(Saved data entries)
───
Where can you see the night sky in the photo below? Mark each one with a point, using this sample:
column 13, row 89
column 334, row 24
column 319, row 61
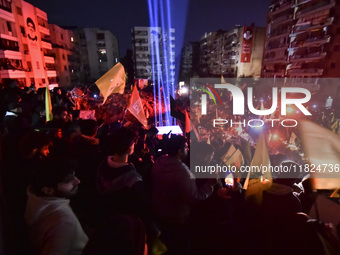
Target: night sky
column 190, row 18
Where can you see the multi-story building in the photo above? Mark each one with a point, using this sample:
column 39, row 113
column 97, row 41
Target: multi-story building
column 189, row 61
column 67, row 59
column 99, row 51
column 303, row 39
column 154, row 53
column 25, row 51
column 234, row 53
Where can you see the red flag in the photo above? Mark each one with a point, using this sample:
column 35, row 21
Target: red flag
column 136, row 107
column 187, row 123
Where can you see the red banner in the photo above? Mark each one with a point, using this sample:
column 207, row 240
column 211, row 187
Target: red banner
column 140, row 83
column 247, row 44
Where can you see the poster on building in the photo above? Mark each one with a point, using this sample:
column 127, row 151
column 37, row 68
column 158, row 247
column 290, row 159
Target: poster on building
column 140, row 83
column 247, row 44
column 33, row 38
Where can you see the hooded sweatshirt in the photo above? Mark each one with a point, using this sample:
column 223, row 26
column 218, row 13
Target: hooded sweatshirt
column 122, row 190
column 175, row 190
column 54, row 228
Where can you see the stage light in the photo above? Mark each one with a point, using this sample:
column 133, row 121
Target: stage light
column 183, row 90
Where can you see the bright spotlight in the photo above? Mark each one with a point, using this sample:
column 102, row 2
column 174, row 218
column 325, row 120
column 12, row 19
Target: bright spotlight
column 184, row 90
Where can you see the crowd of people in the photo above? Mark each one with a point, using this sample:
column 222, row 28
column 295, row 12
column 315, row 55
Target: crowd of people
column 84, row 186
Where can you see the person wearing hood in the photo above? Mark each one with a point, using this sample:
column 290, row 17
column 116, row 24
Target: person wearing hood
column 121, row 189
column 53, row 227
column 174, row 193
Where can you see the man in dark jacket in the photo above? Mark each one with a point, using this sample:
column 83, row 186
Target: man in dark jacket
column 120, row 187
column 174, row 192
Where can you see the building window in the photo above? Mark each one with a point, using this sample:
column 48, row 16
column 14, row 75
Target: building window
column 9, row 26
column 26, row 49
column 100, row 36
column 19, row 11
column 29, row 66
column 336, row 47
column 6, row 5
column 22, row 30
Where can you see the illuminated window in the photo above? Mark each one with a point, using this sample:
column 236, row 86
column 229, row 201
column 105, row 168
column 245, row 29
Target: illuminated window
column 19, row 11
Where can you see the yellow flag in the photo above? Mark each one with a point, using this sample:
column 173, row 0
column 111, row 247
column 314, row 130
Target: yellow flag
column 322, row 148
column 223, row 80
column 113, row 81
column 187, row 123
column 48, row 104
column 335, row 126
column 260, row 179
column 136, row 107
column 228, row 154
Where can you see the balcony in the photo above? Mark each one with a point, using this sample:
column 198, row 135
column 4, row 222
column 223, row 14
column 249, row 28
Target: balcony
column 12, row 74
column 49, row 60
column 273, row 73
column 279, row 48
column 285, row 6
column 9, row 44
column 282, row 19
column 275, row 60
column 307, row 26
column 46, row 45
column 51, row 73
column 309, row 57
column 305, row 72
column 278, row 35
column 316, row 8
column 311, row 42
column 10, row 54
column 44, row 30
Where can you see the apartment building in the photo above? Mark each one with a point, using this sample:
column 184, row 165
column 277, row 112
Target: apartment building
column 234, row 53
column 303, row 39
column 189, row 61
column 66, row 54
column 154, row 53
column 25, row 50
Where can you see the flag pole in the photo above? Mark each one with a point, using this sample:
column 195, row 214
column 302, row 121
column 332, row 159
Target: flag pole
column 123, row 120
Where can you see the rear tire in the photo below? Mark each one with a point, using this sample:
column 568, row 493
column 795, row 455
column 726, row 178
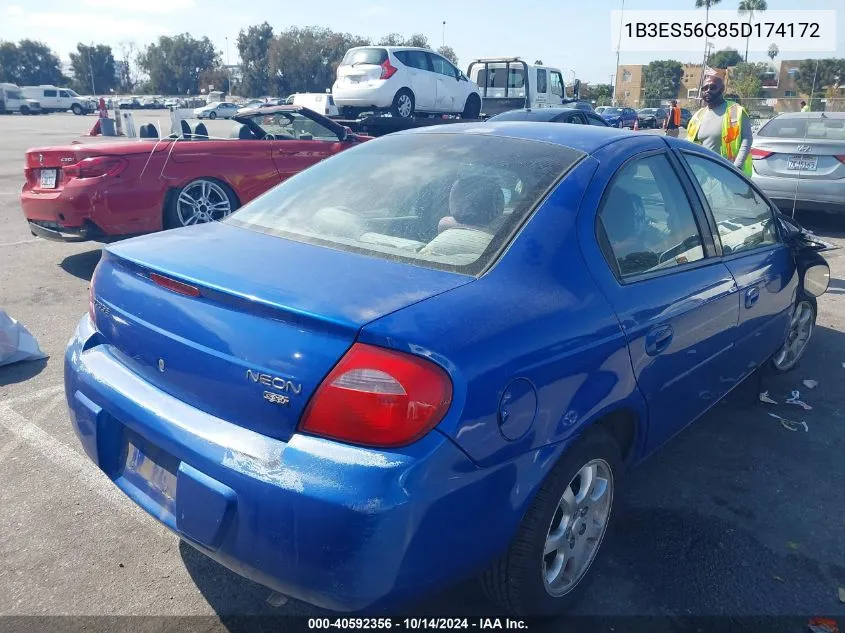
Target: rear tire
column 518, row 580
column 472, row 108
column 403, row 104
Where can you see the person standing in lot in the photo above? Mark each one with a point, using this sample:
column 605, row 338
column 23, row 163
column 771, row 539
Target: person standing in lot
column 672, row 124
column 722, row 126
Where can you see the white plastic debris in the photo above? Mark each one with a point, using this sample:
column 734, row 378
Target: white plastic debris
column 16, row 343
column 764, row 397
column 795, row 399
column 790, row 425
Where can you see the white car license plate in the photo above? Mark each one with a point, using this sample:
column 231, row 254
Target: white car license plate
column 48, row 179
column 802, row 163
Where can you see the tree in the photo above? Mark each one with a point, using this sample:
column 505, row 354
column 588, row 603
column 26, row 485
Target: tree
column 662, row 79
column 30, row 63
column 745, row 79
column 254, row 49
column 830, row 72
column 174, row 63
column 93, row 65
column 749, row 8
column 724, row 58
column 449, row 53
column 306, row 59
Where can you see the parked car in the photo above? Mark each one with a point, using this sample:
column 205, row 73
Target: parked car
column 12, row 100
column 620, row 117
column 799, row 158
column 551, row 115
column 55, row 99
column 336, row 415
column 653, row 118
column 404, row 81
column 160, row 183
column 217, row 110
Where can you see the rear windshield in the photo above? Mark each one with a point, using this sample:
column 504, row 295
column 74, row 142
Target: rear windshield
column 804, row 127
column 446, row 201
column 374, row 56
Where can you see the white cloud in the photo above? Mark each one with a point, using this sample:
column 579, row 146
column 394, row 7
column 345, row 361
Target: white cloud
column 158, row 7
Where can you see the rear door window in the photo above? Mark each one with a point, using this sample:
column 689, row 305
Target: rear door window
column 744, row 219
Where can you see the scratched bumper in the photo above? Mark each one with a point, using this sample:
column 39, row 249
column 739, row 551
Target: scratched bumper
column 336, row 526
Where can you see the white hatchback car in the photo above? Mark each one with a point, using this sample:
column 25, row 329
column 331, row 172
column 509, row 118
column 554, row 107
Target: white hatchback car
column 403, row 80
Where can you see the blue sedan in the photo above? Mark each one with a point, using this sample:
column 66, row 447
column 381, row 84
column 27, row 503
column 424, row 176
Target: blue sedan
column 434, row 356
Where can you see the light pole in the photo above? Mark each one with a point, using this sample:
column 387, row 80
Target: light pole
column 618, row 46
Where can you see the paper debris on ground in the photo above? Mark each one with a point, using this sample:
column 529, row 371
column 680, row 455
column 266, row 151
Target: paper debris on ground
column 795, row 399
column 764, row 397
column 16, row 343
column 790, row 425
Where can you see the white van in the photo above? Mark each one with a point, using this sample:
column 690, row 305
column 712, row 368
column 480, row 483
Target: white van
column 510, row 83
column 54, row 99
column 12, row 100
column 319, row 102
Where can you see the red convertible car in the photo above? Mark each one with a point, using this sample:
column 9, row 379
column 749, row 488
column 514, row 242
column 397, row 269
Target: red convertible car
───
### Instructions to follow
Transcribe, exactly and without additions, the lines of the records above, beginning with the line that contains "Where can you see the man" and ending with the line that contains "column 277, row 112", both included.

### Task result
Where can you see the man in dark jacket in the photo above? Mark each one with a point, using this sample:
column 83, row 186
Target: man in dark jacket
column 120, row 187
column 174, row 192
Where can you see the building window in the photo above? Mark each one with a point, using this sample:
column 48, row 16
column 14, row 75
Target: building window
column 9, row 26
column 26, row 49
column 100, row 36
column 19, row 11
column 29, row 66
column 336, row 47
column 6, row 5
column 22, row 30
Where can you see the illuminated window in the photo above? Mark each one with a point, using this sample:
column 236, row 86
column 229, row 201
column 105, row 168
column 245, row 29
Target: illuminated window
column 19, row 11
Where can you see the yellow flag in the photo above? Mark each one with a point, using this sample:
column 173, row 0
column 111, row 247
column 314, row 130
Target: yellow flag
column 322, row 148
column 223, row 80
column 113, row 81
column 187, row 123
column 48, row 104
column 335, row 126
column 260, row 179
column 136, row 107
column 228, row 154
Where can you see the balcony in the photo above? Mark each one with a point, using this sample:
column 198, row 135
column 4, row 222
column 223, row 14
column 249, row 28
Target: balcony
column 12, row 74
column 49, row 60
column 273, row 73
column 279, row 48
column 285, row 6
column 9, row 44
column 282, row 19
column 275, row 60
column 307, row 26
column 46, row 45
column 51, row 73
column 309, row 57
column 305, row 72
column 278, row 35
column 316, row 8
column 311, row 42
column 10, row 54
column 44, row 30
Where can you see the apartment building in the photo above? Mark each one with a point, using this sample:
column 184, row 165
column 277, row 112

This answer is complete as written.